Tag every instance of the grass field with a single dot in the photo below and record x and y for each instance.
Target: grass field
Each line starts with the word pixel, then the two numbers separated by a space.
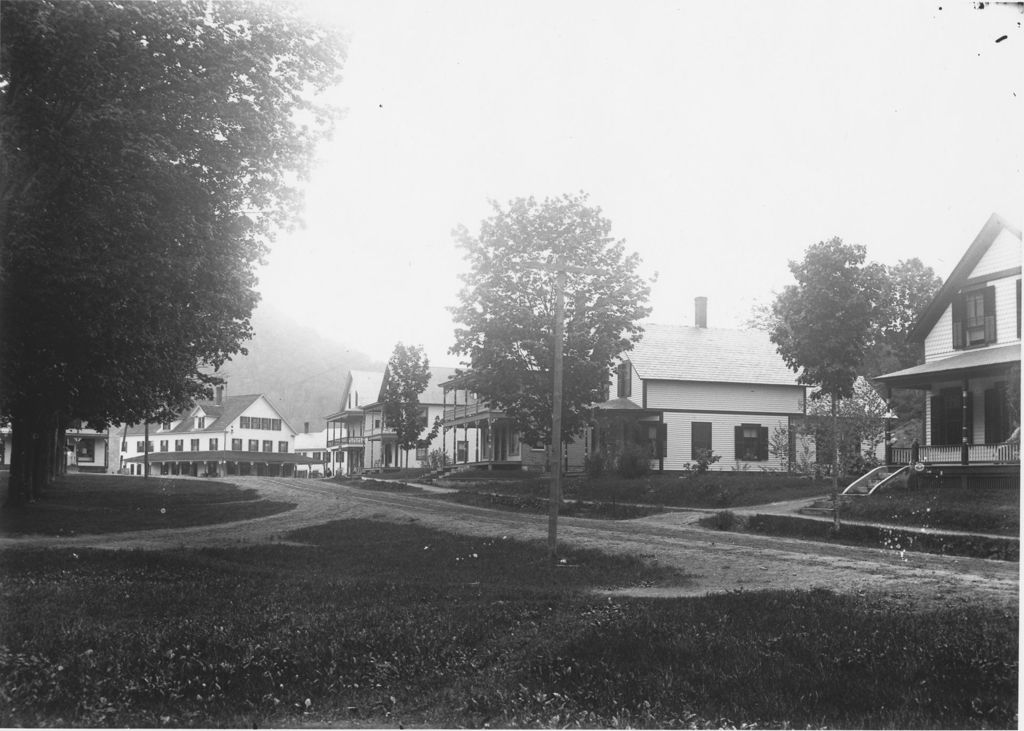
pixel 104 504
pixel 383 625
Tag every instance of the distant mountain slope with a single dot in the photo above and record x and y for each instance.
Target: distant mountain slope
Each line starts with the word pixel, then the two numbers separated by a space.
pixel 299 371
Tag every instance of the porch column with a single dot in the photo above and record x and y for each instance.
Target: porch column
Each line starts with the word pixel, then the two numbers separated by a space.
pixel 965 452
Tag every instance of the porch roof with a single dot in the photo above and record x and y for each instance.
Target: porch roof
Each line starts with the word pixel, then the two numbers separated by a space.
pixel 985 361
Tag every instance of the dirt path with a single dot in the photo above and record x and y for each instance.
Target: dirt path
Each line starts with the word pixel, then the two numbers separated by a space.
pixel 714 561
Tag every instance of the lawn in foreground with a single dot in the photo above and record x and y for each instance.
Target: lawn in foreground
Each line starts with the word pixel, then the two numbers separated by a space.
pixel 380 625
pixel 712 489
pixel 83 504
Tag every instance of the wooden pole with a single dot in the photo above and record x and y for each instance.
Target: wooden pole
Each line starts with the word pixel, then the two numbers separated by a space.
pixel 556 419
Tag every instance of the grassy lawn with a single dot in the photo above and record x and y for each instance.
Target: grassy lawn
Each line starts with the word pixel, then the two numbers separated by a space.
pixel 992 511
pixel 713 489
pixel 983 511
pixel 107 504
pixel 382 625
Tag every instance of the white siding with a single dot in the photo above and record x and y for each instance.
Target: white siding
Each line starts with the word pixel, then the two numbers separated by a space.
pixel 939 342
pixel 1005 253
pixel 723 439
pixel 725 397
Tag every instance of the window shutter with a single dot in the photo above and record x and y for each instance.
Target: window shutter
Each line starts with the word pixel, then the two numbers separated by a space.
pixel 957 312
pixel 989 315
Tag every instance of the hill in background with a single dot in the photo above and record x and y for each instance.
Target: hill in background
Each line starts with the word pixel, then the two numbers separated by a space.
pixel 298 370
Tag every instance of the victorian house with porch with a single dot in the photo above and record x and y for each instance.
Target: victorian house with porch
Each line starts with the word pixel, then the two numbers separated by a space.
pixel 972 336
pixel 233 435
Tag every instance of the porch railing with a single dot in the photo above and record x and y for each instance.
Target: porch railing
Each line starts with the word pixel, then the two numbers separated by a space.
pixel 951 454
######
**WHAT TO PRODUCE:** Each line above from the one with "Tag every instance of the victorian" up to and including the one with "Target: porch railing" must be set down exactly, and no line outside that span may appear.

**RESPONSE FOR THIS EXERCISE:**
Tag every instance of the victorian house with porch with a single dot in the photo above and record x and y for each instance.
Target: victorian house with porch
Each line starts with the word pixel, then the two numbers separated by a space.
pixel 972 336
pixel 233 435
Tag every instance of the porch railing with a single dot in the photo above and record x and y for each instance.
Target: porch railing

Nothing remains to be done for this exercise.